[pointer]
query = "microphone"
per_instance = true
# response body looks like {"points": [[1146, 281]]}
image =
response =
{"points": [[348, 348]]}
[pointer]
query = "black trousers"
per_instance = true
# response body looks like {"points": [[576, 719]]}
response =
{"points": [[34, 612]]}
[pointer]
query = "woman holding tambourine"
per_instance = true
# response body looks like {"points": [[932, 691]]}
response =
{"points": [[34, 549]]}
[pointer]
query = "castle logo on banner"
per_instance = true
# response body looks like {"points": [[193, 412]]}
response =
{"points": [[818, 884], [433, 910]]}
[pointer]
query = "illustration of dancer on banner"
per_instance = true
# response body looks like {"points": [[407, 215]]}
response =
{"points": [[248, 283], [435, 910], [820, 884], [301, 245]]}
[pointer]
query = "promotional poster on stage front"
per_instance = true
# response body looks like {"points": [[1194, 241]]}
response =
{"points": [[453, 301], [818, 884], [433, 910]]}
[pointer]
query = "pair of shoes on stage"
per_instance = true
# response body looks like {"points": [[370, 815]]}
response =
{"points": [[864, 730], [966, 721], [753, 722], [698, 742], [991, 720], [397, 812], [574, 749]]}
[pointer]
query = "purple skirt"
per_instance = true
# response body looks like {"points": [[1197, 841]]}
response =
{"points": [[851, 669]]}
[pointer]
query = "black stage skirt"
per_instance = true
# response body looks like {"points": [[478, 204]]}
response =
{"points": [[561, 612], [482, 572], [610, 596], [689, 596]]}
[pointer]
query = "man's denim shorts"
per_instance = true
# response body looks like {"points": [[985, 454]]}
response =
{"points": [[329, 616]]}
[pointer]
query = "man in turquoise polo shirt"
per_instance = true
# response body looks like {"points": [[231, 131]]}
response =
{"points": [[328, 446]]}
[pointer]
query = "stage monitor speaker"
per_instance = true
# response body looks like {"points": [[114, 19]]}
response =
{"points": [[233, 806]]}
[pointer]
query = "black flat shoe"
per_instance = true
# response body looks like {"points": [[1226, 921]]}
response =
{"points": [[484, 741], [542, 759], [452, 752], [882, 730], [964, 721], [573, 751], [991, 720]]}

▸ Given instruction: Above are some records. Print them all exactly.

▸ Complete answer:
[pointer]
query = "microphone"
per_instance = true
# response body looks like {"points": [[1146, 281]]}
image =
response =
{"points": [[348, 348]]}
[pointer]
query = "black trousers"
per_instance = true
# response body looks like {"points": [[576, 719]]}
response =
{"points": [[34, 612]]}
[pointer]
query = "woman holding tambourine"
per_instance = true
# response body looks like {"points": [[932, 691]]}
response =
{"points": [[34, 549]]}
[pointer]
query = "castle logo on banner"
per_instance = true
# response body looks like {"points": [[193, 412]]}
response =
{"points": [[818, 884], [433, 910]]}
[pointer]
query = "illustration of dancer on banner"
per_instance = true
# response body looks like {"points": [[407, 215]]}
response =
{"points": [[248, 283], [435, 910], [820, 884], [301, 245]]}
[pointer]
query = "promotional poster on stage front"
per_instance = true
# response body looks like {"points": [[1194, 241]]}
response =
{"points": [[453, 301], [818, 884], [433, 910]]}
[pointer]
query = "pair of shoes on stage"
per_instance = true
# response body looks like {"points": [[370, 815]]}
response =
{"points": [[864, 730], [966, 721], [753, 722], [698, 742], [991, 720], [397, 812], [574, 749]]}
[pointer]
query = "purple skirt"
per_instance = true
# response body looks like {"points": [[1197, 841]]}
response =
{"points": [[851, 669]]}
[pointer]
query = "black stage skirt"
per_instance = true
# response body looks like {"points": [[478, 204]]}
response =
{"points": [[561, 612], [482, 572], [610, 596], [689, 596]]}
[pointer]
query = "man's denim shorts"
per_instance = true
# response body looks like {"points": [[985, 454]]}
response =
{"points": [[329, 616]]}
[pointer]
query = "man in turquoise polo shirt"
per_instance = true
# response body looks like {"points": [[231, 131]]}
response =
{"points": [[328, 446]]}
[pointer]
query = "stage monitor speaker"
per_instance = true
# response body looks like {"points": [[114, 19]]}
response =
{"points": [[233, 806]]}
[pointer]
query = "black flat shoe"
per_instance = true
# response body looks like {"points": [[1226, 921]]}
response =
{"points": [[484, 741], [542, 759], [452, 752], [882, 730], [964, 721], [573, 751], [991, 720]]}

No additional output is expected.